━━━ Kutipan Terpilih
Dengan demikian tindakan mematikan itu “unprocedural”, tidak melalui prosedur yang sah,” tegasnya.
JAKARTA (voa-islam.com)--Guru Besar Hukum Pidana Universitas Islam Indonesia (UII) Prof. Dr. Mudzakir, SH, MH mempertanyakan alasan apa sehingga terjadi pembunuhan terhadap enam anggota Front Pembela Islam (FPI).
“Enam anggota (FPI) ini ditembak mati disebabkan karena melakukan kejahatan apa?” tanya Mudzakir dalam Webinar yang digelar Centre of Study for Indonesian Leadership (CSIL), Selasa malam (29/12/2020).
Ahli hukum pidana itu mengatakan, berdasarkan sejumah fakta hukum yang disampaikan berbagai pihak, ia mengaku belum mendapatkan kejelasan atas alasan apa mereka ditembak.
Mudzakir juga mempertanyakan, kejahatan apa yang hendak dilakukan Habib Rizieq Syihab (HRS) sehingga pengawalnya harus ditembak mati? Jika di media disebutkan oleh polisi bahwa HRS akan menggerakkan massa, kata dia, massa itu untuk apa. Sebab jika menggerakkan massa untuk unjuk rasa itu bukan merupakan sebuah kejahatan. Sebab unjuk rasa atau demonstrasi adalah konstitusional. Sehingga tidak boleh ada tindakan mematikan apapun.
“Dengan demikian tindakan mematikan itu “unprocedural”, tidak melalui prosedur yang sah,” tegasnya.
Mudzakir juga menyebut tindakan mematikan terhadap para pengawal HRS sebagai tindakan yang berlebihan alias “overestimate”. Ia mengibaratkan, penembakan itu seperti dilakukan terhadap pelanggar lalu lintas. Hanya karena melanggar lalu lintas, satu mobil yang berisi satu keluarga ditembak mati semua.
━━━━━━
*Latihan*.
(1) Dari artikel tentang penembakan anggota FPI, sebutkan semua singkatan yang kepanjangannya tercantum di dalam artikel itu, lengkap dengan kepanjangannya.
(2) Sambung artikel tentang penembakan anggota FPI, mulai setelah kalimat terakhirnya.
━━━ Data yang Diberikan
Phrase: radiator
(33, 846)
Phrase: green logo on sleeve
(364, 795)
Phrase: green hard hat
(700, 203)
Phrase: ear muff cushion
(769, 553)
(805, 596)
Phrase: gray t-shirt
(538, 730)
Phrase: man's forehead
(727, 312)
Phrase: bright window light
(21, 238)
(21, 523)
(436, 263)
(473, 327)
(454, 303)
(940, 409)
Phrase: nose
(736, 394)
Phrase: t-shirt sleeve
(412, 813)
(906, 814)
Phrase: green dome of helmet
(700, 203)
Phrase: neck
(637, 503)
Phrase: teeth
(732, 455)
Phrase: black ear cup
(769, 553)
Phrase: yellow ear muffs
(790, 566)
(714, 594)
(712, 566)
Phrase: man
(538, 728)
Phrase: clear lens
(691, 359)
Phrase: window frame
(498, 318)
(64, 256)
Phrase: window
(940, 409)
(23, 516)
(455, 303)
━━━━━━
━━━ Data yang Diberikan
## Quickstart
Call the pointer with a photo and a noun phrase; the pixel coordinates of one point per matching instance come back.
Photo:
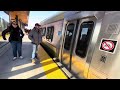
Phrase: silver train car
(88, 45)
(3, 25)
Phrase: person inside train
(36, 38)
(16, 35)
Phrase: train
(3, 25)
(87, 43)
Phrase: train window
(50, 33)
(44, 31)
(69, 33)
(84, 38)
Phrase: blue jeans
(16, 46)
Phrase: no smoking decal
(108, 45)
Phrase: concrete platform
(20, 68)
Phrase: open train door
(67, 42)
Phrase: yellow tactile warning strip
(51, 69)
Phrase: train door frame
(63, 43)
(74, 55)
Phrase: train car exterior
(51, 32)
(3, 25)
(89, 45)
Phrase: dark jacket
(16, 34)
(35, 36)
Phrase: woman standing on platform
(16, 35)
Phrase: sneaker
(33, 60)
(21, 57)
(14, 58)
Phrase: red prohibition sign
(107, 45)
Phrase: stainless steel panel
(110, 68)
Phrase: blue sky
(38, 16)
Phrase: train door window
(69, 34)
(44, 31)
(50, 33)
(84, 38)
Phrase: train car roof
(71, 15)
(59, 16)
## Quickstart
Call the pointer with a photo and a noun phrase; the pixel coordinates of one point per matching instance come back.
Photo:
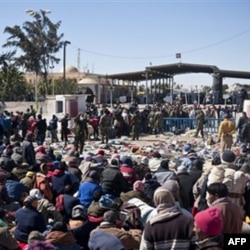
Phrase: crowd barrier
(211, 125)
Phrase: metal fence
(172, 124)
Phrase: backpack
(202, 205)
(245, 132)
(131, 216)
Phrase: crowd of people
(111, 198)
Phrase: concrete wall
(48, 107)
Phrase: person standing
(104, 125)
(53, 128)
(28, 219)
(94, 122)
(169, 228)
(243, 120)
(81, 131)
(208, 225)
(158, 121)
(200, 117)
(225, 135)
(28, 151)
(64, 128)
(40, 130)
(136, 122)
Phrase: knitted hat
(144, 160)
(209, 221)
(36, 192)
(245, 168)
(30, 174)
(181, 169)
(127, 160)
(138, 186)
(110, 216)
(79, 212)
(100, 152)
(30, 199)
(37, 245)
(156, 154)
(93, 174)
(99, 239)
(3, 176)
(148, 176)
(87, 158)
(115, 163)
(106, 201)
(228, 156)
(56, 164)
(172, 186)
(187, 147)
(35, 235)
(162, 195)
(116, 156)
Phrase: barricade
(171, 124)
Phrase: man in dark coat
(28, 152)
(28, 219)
━━━━━━
*Jawaban Tiap Soal*.
(1)
UII: Universitas Islam Indonesia
FPI: Front Pembela Islam
CSIL: Centre of Study for Indonesian Leadership
HRS: Habib Rizieq Syihab

(2)
Mudzakir mengingatkan, agar polisi menggunakan wewenang yang dimilikinya sesuai dengan prosedur, maksud dan tujuannya. “Tindakan mematikan kepolisian itu menunjukkan tindakan yang diluar prosedur, menyalahgunakan wewenang,” kata dia.
Sementara itu, Mantan Penasehat KPK Abdullah Hehamahua mendorong Komnas HAM untuk mengusut tuntas kasus kematian enam anggota FPI tersebut. Bahkan menurutnya, kasus ini perlu juga di bawa ke mahkamah internasional.
"Bila perlu ke mahkamah internasional kalau ternyata Komnas HAM ada keterbatasan sehingga tidak bisa berbuat jauh kecuali hasil rekomendasinya diberikan kepada preseden dan Jaksa Agung," kata Abdullah yang juga menjadi narasumber dalam webinar CSIL.
Menurutnya, kasus ini harus diusut tuntas agar ke depan tidak terjadi lagi hal serupa. "Kalau hal ini dibiarkan sampai lepas, lepas dari kontrol seluruh bangsa indonesia bahkan kontrol dari dunia internasional maka ini akan menjadi preseden buruk untuk masa depan," jelasnya.
Hal senada juga disampaikan pimpinan CSIL HM Mursalin, pihaknya berharap kasus ini bisa diusut tuntas. "Tragedi KM 50 sudah berlangsung sekitar tiga minggu namun belum terkuak seutuhnya walaupun sudah menjadi pembicaraan luas di masyarakat dan mereka berharap kasus ini bisa terungkap secara terang benderang," jelasnya.
"Karena itulah CSIL terpanggil untuk bisa berperan dalam menghadirkan opini yang menguatkan dengan menghadirkan para pakar," tambah Mursalin.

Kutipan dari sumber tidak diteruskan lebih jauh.